# Trecho:
::::::

Entre 2005 e junho de 2025, foram registrados 810.246 casos de sífilis em gestantes no território nacional. A maior concentração está na Região Sudeste, que responde por 45,7% dos diagnósticos, seguida pelo Nordeste (21,1%), Sul (14,4%), Norte (10,2%) e Centro-Oeste (8,6%).

Em 2024, a taxa nacional de detecção alcançou 35,4 casos por mil nascidos vivos, evidenciando o avanço da transmissão vertical — quando a infecção é passada da mãe para o bebê durante a gestação.

Segundo a ginecologista Helaine Maria Besteti Pires Mayer Milanez, integrante da Comissão Nacional Especializada em Doenças Infectocontagiosas da Federação Brasileira das Associações de Ginecologia e Obstetrícia (Febrasgo), o país convive há décadas com o problema sem conseguir resultados consistentes de redução.

“A sífilis sempre foi um desafio no Brasil. Desde os anos 1980 enfrentamos dificuldades para diminuir esses números, especialmente no que diz respeito à sífilis congênita”, afirmou.

Apesar de ser uma infecção de diagnóstico simples, rastreamento acessível e tratamento de baixo custo, a doença segue avançando, sobretudo entre mulheres jovens em idade reprodutiva, o que contribui diretamente para o aumento dos casos em recém-nascidos.

De acordo com a especialista, um dos principais entraves está no subdiagnóstico e na interpretação inadequada dos exames realizados no pré-natal. O teste mais utilizado no Brasil é o VDRL, que permite identificar a infecção ativa e acompanhar a resposta ao tratamento. Já o teste treponêmico, mais específico, permanece positivo ao longo da vida.

Na prática clínica, porém, ainda é comum que profissionais interpretem um teste treponêmico positivo associado a um VDRL negativo como sinal de infecção antiga, dispensando o tratamento — um erro grave, segundo a médica.

“Muitas gestantes apresentam VDRL com títulos baixos ou até negativos. Se não forem tratadas, mantêm o ciclo de infecção, contaminam o parceiro e expõem o feto ao risco dentro do útero”, explicou.

Outro fator decisivo é o não tratamento adequado do parceiro sexual. A ausência dessa abordagem favorece a reinfecção da gestante e aumenta a probabilidade de transmissão para o bebê.

A sífilis congênita, segundo especialistas, é hoje um dos principais indicadores da qualidade do pré-natal oferecido à população.

O perfil epidemiológico da infecção revela dois grupos mais afetados atualmente: jovens entre 15 e 25 anos e pessoas da terceira idade. Entre os mais jovens, a redução do medo em relação às infecções sexualmente transmissíveis e o abandono do uso de preservativos explicam parte do crescimento dos casos.

Já entre os idosos, o aumento da vida sexual ativa, aliado ao uso de medicamentos para disfunção erétil e à falsa sensação de segurança por não haver risco de gravidez, contribui para a baixa adesão aos métodos de barreira.

::::::

Entradas de dados coletados:
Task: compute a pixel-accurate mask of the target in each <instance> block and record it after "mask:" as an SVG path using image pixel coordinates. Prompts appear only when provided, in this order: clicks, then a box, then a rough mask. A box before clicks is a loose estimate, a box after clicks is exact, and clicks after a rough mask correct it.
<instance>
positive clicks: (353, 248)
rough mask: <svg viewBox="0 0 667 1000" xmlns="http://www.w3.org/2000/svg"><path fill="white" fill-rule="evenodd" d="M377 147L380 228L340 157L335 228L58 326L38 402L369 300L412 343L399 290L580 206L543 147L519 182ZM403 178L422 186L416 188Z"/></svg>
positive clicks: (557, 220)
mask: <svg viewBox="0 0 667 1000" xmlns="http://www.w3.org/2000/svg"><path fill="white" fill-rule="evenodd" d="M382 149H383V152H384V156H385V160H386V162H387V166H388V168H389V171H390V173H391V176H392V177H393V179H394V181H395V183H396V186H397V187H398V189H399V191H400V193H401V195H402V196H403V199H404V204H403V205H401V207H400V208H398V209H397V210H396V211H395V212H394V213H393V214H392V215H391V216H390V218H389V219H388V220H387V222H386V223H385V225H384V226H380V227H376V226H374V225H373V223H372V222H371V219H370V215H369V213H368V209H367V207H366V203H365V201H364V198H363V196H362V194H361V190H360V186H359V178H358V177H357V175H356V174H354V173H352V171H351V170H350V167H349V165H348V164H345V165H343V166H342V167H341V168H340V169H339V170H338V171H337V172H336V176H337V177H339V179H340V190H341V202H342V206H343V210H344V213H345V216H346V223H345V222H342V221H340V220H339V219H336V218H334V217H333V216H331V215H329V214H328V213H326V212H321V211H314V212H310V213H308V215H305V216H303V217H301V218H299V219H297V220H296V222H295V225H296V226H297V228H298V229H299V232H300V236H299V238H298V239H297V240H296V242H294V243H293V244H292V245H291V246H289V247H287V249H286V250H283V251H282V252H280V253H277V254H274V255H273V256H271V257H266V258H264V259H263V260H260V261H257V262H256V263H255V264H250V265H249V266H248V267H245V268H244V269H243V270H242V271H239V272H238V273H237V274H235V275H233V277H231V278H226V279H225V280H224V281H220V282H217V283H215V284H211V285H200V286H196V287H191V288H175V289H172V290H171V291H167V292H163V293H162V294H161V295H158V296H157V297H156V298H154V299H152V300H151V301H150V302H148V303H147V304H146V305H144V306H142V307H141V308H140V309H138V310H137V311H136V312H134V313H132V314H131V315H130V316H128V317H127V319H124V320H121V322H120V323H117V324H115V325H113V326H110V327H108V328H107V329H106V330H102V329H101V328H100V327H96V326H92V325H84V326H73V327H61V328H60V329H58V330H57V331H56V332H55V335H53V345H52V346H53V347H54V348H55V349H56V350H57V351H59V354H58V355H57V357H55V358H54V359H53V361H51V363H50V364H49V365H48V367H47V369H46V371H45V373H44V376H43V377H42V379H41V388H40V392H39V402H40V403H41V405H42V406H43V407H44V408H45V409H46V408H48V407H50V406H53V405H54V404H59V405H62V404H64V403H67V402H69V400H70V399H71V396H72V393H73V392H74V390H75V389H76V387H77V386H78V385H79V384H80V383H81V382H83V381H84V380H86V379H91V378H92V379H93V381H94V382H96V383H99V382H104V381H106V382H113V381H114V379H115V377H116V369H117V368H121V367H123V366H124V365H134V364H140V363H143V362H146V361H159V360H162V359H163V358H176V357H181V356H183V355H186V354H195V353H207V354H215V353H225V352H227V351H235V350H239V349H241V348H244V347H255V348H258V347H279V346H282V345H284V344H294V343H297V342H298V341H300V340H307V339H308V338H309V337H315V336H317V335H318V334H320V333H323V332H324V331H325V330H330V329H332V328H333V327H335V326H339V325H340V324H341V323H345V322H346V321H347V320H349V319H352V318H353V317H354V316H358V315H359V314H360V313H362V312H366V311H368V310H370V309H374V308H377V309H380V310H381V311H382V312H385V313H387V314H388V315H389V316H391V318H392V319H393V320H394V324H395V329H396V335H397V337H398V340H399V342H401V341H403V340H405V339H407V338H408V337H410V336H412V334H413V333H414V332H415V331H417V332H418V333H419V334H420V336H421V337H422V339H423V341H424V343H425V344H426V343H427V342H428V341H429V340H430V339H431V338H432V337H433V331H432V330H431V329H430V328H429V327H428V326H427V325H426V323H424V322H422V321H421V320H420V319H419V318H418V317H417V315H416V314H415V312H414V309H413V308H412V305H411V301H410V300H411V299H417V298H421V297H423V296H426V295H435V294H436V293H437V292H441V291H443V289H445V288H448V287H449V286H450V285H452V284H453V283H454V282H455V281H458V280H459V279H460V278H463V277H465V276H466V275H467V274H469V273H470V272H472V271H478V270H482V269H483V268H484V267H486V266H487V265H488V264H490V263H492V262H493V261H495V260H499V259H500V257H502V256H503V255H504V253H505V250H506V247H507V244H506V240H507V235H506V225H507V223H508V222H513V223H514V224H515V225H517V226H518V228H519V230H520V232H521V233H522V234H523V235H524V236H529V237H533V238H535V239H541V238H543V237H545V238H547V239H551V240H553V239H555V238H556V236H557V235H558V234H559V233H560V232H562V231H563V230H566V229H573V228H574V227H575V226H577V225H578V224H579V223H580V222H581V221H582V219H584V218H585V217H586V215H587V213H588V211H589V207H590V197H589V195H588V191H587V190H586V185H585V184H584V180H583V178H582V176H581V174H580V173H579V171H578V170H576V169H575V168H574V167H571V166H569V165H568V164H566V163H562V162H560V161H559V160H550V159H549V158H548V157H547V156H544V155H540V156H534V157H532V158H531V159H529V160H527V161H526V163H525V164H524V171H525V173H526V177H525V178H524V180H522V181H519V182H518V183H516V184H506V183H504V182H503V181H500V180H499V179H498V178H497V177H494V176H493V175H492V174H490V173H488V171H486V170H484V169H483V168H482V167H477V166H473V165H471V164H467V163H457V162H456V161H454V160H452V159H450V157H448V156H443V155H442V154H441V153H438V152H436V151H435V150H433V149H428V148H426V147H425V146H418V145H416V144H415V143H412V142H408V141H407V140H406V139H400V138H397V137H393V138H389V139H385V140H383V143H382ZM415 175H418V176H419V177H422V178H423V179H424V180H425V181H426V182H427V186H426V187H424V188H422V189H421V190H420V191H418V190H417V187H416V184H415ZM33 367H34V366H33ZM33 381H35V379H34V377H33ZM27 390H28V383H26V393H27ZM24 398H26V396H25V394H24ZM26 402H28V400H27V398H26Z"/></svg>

::::::

# Tarefas propostas:
**1.** Reproduza tudo o que está no trecho sobre sífilis, desde "Em 2024, a taxa" até "consistentes de redução.".
**2.** Como você resumiria o trecho sobre sífilis em duas frases?
Os itens não são necessários para nada do que se pede.

# Respostas em ordem:
**1.**
Em 2024, a taxa nacional de detecção alcançou 35,4 casos por mil nascidos vivos, evidenciando o avanço da transmissão vertical — quando a infecção é passada da mãe para o bebê durante a gestação.

Segundo a ginecologista Helaine Maria Besteti Pires Mayer Milanez, integrante da Comissão Nacional Especializada em Doenças Infectocontagiosas da Federação Brasileira das Associações de Ginecologia e Obstetrícia (Febrasgo), o país convive há décadas com o problema sem conseguir resultados consistentes de redução.

**2.** Entre 2005 e junho de 2025, foram registrados 810.246 casos de sífilis em gestantes no Brasil, e em 2024 a taxa nacional de detecção chegou a 35,4 casos por mil nascidos vivos. Entre os entraves apontados estão o subdiagnóstico, a interpretação inadequada dos exames do pré-natal e a falta de tratamento adequado do parceiro sexual, e a infecção atinge hoje sobretudo jovens entre 15 e 25 anos e pessoas da terceira idade.